Render the material from its start through the line containing "top-left (29, 211), bottom-right (123, 239)", inclusive, as a two-column CSV with the columns `request` and `answer` and one row per detection command. Put the command text in `request` and its returned boxes in `answer`, each as a single quoted field with line breaks replaced by spaces.

* * * * * * *

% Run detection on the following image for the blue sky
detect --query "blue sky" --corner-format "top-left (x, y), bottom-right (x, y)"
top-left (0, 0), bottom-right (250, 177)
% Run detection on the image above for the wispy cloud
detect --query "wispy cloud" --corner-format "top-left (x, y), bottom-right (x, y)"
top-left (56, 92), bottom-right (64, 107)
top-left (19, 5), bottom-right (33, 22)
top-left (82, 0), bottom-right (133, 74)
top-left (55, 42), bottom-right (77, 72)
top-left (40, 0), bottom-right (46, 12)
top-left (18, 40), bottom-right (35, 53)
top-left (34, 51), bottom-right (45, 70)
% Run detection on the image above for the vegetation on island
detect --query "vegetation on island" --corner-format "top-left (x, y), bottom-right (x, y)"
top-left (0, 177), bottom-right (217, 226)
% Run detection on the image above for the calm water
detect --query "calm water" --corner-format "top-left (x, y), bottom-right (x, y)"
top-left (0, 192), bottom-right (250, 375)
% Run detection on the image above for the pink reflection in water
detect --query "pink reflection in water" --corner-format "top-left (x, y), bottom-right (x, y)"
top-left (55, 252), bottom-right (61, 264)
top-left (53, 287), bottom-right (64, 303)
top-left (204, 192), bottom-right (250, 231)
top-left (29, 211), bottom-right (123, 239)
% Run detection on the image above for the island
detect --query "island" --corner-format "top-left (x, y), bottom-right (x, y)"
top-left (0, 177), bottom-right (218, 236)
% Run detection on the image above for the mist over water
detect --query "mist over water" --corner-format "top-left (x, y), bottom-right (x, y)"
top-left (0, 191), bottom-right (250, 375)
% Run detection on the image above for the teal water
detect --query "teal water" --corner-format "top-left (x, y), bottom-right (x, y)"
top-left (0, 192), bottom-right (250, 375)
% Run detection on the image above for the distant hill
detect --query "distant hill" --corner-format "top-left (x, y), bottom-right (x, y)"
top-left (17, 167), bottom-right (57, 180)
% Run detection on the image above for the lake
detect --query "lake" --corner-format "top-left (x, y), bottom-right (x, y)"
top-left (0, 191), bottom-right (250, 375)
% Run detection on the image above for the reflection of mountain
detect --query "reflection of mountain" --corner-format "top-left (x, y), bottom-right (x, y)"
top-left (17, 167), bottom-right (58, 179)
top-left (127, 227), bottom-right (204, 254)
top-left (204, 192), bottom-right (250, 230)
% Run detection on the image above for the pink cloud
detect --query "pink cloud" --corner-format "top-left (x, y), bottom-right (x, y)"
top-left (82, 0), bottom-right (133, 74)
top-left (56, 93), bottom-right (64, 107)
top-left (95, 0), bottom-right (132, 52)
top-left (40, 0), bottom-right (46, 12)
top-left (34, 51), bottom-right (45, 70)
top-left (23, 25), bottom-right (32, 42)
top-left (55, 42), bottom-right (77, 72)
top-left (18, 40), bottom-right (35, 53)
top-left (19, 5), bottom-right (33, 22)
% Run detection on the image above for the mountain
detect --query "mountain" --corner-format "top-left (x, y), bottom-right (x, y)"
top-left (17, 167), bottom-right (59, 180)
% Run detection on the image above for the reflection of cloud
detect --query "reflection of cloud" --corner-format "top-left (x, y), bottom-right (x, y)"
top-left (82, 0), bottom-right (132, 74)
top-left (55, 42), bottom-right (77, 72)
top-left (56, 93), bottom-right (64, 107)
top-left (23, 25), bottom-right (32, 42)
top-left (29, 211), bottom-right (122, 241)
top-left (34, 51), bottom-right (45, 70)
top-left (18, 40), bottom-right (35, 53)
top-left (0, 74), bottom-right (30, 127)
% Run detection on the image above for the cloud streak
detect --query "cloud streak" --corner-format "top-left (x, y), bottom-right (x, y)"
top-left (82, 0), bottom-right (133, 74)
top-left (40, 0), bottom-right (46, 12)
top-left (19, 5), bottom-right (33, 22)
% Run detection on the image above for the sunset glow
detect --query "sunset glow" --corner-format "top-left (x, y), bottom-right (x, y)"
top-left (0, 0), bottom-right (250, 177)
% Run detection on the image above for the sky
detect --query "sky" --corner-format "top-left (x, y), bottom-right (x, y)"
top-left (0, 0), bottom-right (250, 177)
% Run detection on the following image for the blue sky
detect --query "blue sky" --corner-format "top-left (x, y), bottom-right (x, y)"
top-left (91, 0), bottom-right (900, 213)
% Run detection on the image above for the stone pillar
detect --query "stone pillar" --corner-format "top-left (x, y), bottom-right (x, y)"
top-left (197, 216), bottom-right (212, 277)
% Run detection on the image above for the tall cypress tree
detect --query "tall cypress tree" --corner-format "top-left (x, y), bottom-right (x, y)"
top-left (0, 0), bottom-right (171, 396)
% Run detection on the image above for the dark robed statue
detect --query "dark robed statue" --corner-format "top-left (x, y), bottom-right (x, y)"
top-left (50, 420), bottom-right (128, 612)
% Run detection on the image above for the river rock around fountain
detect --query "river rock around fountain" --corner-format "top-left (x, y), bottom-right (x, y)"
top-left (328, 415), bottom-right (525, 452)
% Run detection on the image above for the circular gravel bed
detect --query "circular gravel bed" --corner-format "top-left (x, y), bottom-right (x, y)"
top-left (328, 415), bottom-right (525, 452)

* * * * * * *

◆ Response:
request,answer
"% Run detection on the following image for the blue sky detect --query ""blue sky"" --corner-format ""top-left (x, y), bottom-right (x, y)""","top-left (0, 0), bottom-right (250, 177)"
"% Run detection on the image above for the wispy cloud detect --query ""wispy cloud"" --corner-format ""top-left (x, y), bottom-right (x, y)""","top-left (56, 92), bottom-right (64, 107) top-left (19, 5), bottom-right (33, 22) top-left (82, 0), bottom-right (133, 74) top-left (55, 42), bottom-right (77, 72) top-left (40, 0), bottom-right (46, 12) top-left (18, 40), bottom-right (35, 53) top-left (34, 51), bottom-right (45, 70)"
"% Run detection on the image above for the vegetation on island detect --query ""vegetation on island"" --corner-format ""top-left (x, y), bottom-right (x, y)""","top-left (0, 177), bottom-right (217, 226)"
"% Run detection on the image above for the calm water detect --query ""calm water"" --corner-format ""top-left (x, y), bottom-right (x, y)""","top-left (0, 192), bottom-right (250, 375)"
"% Run detection on the image above for the pink reflection in water detect --query ""pink reflection in water"" --corner-format ""top-left (x, y), bottom-right (x, y)""","top-left (55, 252), bottom-right (61, 264) top-left (53, 287), bottom-right (64, 303) top-left (204, 192), bottom-right (250, 231) top-left (29, 211), bottom-right (123, 239)"